§ Task prompt: Write out every line of the material below verbatim, in the same order and without any change to wording or punctuation.

§ Material provided:
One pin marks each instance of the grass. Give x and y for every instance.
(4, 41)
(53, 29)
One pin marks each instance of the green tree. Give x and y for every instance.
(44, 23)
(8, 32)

§ Solution:
One pin marks each instance of the grass. Give x and y for every instance.
(4, 41)
(53, 29)
One pin marks each instance of the green tree. Give x and y for every instance.
(44, 23)
(8, 32)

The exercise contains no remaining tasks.